Position identification records:
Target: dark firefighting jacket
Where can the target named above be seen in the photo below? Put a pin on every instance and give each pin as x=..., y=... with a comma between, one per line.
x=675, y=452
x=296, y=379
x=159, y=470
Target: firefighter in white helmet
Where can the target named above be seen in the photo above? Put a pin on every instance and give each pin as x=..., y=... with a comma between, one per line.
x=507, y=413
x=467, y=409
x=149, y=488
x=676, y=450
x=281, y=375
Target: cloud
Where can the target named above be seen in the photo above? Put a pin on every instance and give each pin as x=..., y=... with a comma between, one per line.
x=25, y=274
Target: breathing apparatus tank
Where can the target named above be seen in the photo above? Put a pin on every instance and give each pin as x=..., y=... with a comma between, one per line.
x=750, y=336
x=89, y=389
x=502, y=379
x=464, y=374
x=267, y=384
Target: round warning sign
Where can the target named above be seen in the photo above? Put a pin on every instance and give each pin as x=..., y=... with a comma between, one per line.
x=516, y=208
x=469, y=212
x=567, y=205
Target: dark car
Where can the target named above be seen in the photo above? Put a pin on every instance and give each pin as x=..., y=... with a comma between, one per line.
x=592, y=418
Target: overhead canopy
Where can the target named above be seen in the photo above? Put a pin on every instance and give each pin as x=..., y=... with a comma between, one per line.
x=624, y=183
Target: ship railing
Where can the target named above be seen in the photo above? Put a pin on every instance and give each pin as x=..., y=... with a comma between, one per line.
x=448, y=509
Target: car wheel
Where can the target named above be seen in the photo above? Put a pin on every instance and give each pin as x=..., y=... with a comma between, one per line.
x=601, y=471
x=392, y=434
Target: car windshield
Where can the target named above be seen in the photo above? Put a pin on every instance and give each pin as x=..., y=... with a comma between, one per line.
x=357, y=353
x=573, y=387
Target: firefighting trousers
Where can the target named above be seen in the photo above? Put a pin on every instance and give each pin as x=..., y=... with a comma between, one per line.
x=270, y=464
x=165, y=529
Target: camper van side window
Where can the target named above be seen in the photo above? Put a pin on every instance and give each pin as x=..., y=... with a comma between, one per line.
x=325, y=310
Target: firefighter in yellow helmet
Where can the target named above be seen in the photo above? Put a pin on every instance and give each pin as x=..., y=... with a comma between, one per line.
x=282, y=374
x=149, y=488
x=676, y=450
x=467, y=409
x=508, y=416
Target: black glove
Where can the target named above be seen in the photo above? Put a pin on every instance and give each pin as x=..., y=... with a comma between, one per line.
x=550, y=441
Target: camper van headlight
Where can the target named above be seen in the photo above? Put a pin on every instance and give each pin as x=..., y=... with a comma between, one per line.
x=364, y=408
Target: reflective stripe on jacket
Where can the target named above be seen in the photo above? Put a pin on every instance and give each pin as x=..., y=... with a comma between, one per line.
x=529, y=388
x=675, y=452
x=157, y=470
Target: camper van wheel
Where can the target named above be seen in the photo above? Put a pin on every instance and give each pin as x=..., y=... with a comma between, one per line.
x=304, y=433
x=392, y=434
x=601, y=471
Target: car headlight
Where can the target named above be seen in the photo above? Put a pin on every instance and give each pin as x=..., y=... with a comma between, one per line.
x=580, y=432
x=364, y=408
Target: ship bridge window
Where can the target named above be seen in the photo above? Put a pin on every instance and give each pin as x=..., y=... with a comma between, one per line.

STATED EXERCISE: Rewrite every line starting at the line containing "Target: dark car" and ending at the line containing "x=550, y=441", keeping all other text as it is. Decrease each x and y coordinate in the answers by 40.

EXERCISE SOLUTION:
Target: dark car
Where can the target named above be seen in the photo above? Put a pin on every instance and give each pin as x=..., y=... with a comma between, one per line.
x=552, y=378
Target: overhead canopy
Where can the target named above be seen in the photo above? Put a pin on every instance and give each pin as x=..., y=... with a comma between, one per line.
x=584, y=143
Target: ship railing
Where can the target named above be seen in the photo above? Put a pin on every instance and give each pin as x=..., y=... with a comma between, one per line.
x=408, y=469
Target: car wheel
Where can the target named above be seen in the photo above? Put a pin on every instance and give each pin as x=..., y=... with a comma between, one per line.
x=561, y=431
x=352, y=394
Target: car windshield
Where can the target named above be seen in the photo above? Put a pin on every instance and give each pin as x=..., y=... with a comma between, one per line.
x=317, y=313
x=533, y=347
Target: firefighting trousers
Where can the target named above be seen in the photo above? Put a pin on every instance and give each pin as x=..., y=... with a comma between, one per line.
x=230, y=424
x=125, y=489
Target: camper van side window
Where can the target named above be seen in the photo above? Put a pin on every instance and give each pin as x=..., y=... with a comma between, one per line.
x=285, y=270
Target: firefighter in yellow helmet
Where can the target named above be seen in the photo above? Put a pin on every instance and give each pin as x=..., y=... with a comma between, one per line.
x=242, y=334
x=109, y=448
x=636, y=410
x=427, y=369
x=468, y=376
Target: black glove
Where can the target named above be seen in the photo above? Put a pin on every instance and give each pin as x=..., y=... with a comma between, one per line.
x=510, y=401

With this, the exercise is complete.